* **Records provided**
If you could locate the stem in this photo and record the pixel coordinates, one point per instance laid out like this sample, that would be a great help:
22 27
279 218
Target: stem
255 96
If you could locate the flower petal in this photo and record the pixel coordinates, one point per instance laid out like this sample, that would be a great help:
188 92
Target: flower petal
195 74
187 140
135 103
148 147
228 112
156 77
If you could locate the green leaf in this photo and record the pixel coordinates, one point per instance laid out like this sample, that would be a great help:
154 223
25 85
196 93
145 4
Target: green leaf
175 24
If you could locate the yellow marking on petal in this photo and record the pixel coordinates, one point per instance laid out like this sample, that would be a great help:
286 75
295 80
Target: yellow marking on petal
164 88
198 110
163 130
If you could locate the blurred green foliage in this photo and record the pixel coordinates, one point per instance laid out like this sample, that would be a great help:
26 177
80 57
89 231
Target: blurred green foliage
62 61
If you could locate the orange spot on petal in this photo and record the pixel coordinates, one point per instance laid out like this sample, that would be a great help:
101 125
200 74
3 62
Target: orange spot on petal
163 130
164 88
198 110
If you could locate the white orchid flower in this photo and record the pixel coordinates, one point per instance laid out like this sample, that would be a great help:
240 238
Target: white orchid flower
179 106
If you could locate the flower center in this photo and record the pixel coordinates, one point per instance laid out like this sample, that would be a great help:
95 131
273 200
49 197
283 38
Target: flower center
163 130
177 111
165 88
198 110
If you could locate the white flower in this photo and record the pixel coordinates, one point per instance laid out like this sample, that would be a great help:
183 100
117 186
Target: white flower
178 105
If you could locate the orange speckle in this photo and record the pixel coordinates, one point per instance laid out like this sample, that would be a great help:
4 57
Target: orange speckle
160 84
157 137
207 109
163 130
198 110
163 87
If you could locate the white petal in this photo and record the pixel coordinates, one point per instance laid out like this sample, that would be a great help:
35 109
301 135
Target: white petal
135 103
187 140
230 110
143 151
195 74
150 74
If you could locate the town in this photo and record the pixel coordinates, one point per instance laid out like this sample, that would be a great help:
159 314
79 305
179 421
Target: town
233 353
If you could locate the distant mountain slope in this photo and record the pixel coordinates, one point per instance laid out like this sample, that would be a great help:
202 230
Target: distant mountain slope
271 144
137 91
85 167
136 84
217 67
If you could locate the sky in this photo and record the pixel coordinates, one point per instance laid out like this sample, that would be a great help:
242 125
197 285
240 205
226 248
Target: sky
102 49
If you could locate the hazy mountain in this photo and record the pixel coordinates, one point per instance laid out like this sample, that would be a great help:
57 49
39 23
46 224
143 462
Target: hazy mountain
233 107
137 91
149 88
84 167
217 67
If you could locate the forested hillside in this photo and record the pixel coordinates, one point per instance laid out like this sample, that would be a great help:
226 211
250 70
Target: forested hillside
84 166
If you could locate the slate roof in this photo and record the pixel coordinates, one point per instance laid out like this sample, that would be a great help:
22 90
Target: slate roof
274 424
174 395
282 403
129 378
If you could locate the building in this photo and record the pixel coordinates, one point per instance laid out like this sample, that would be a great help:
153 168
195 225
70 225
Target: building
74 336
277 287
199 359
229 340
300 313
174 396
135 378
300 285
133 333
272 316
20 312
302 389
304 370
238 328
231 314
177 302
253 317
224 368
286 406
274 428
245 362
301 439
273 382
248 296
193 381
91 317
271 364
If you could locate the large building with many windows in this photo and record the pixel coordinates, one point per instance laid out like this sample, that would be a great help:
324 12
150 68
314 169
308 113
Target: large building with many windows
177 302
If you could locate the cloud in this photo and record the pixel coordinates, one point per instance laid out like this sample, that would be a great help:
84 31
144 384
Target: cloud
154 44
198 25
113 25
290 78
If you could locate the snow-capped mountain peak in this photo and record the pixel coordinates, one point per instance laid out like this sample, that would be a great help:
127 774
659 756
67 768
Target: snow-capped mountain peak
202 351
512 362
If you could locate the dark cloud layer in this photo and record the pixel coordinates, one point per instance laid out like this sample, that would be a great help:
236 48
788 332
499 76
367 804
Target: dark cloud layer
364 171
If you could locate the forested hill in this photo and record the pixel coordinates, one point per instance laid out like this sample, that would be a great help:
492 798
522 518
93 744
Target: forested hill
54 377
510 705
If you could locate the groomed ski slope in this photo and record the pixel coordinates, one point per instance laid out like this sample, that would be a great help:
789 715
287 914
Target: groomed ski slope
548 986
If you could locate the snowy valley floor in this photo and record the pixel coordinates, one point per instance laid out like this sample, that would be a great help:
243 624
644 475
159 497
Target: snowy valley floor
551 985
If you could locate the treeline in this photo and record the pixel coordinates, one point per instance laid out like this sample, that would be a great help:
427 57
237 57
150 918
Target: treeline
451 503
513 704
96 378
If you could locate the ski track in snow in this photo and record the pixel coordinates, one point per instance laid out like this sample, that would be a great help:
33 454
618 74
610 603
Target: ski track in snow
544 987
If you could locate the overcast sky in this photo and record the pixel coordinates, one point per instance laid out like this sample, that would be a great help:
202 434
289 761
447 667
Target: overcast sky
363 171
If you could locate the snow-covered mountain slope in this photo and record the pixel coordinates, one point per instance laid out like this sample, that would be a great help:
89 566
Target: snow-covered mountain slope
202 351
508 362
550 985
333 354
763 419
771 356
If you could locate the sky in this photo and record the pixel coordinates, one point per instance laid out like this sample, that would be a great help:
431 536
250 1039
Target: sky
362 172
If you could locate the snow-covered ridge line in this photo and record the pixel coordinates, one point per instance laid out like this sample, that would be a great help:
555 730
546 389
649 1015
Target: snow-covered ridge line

* **Objective**
Repeat exactly the lines above from the line that contains "If you could locate the overcast" through the end. Include both of these ends; leave out everything else.

* **Exercise response**
If you could locate the overcast sky in this photo and record the pixel coordinates, one point per instance laid out like this sample, that would be a great help:
202 434
289 761
447 667
Target: overcast sky
363 171
If you could locate the snow-covered mountain slope in this photo and record the pixel coordinates, one point per instance laid out like this sample, that would be a great help:
89 566
Target: snow-covered mountain slope
202 351
508 362
550 985
333 354
763 419
771 356
If you could locate the sky in this photo and record the pixel coordinates, one point per instance laid out like this sample, that would be a great help:
431 536
250 1039
Target: sky
362 172
If you could locate the snow-covered ridge line in this photo and record the pixel coordinates, one point per instance laid out like this sample, that would be a great help:
555 730
546 389
649 1015
Target: snow-covered ridge line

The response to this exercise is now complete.